Extracted text
== Segment start ==
Beechgrove Garden ep.18 2015



 Everything is blooming rosy in the Beechgrove Garden as Jim, Carole and Chris catch up with progress of Beechgrove's new/old rose garden.
And finding out a bit more about the science of plant genetics, Jim is at Dundee Botanic Garden taking a walk through plant history in their Evolutionary Garden.George is with Lee Street in Bonchester Bridge creating an edible, fruiting hedge as a windbreak to protect her existing productive raised beds.
 They admired one of the annuals, Calendula (Pot Marigold) ‘Indian Prince’ with its vivid orange flowers. Jim, Carole and Chris were taking a look at the new standard weeping roses, which Chris had planted here earlier in the series. They are beginning to flower and are looking good. Rosa ‘Super Fairy’ has delicate pink flowers and was under planted with herbaceous perennials in Programme 12 (18th June 2015). The roses although flowering are not quite taking on a weeping shape as yet, which is normal. Chris said that this would start to happen in their second year. Chris had also transplanted some old roses from the original Rose Garden. Some of these are now starting to recover despite being transplanted at the wrong time of year. In passing, they noted that the new standard weeping rose ‘Super Excelsa’ is also looking good. Less of a success is one of the other old transplanted roses which has lanky bare shoots. Chris suggested pruning this later in the year and giving it some TLC to help it recover. Weeping standard ‘Gardenia’ has beautiful white flowers and is complemented with an under planted of Hydrangea and Leucanthemum. This is an example of a combination you can grow in a small space.
 Cauliflower Comparison Jim was in the Main Vegetable Plot admiring the brassicas which have done well in the cool, wet conditions we’ve had this summer so far. In one part of the brassica beds, Jim has been growing two types of cauliflower – F1 hybrid vs open pollinated. ‘Clapton’, is an F1 hybrid which is described as club root resistant. The beautiful heads are all forming at the same time which is typical behaviour of an F1 hybrid. Whilst this produces good quality, uniform cauliflowers it means that you end up with a glut as they are all ready to harvest and eat at the same time. On the other hand, the open pollinated variety ‘Snowball’ are not all ready to harvest at the same time and can be picked and enjoyed over a 2-3 week period. Jim also explained that if you are not quite ready to pick the caulis you can protect the curds by bending over a leaf or two covering the head to prevent discolouring.
== Segment end ==
Collected material
== Segment start ==
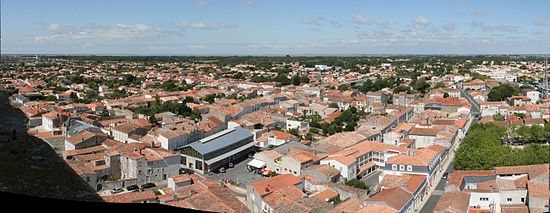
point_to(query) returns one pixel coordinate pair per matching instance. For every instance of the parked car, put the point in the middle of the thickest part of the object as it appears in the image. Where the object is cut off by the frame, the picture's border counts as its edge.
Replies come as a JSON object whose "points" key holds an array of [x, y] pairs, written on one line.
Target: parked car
{"points": [[148, 186], [117, 190], [132, 188]]}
== Segment end ==
Activities
A. List every plant variety name that appears in single quotation marks in the Beechgrove Garden episode notes.
B. From the Beechgrove Garden episode notes, extract the passage between "Beechgrove Garden ep.18" and "new/old rose garden.", inclusive.

Answers in order
A.
'Indian Prince'
'Super Fairy'
'Super Excelsa'
'Gardenia'
'Clapton'
'Snowball'

B.
Beechgrove Garden ep.18 2015



 Everything is blooming rosy in the Beechgrove Garden as Jim, Carole and Chris catch up with progress of Beechgrove's new/old rose garden.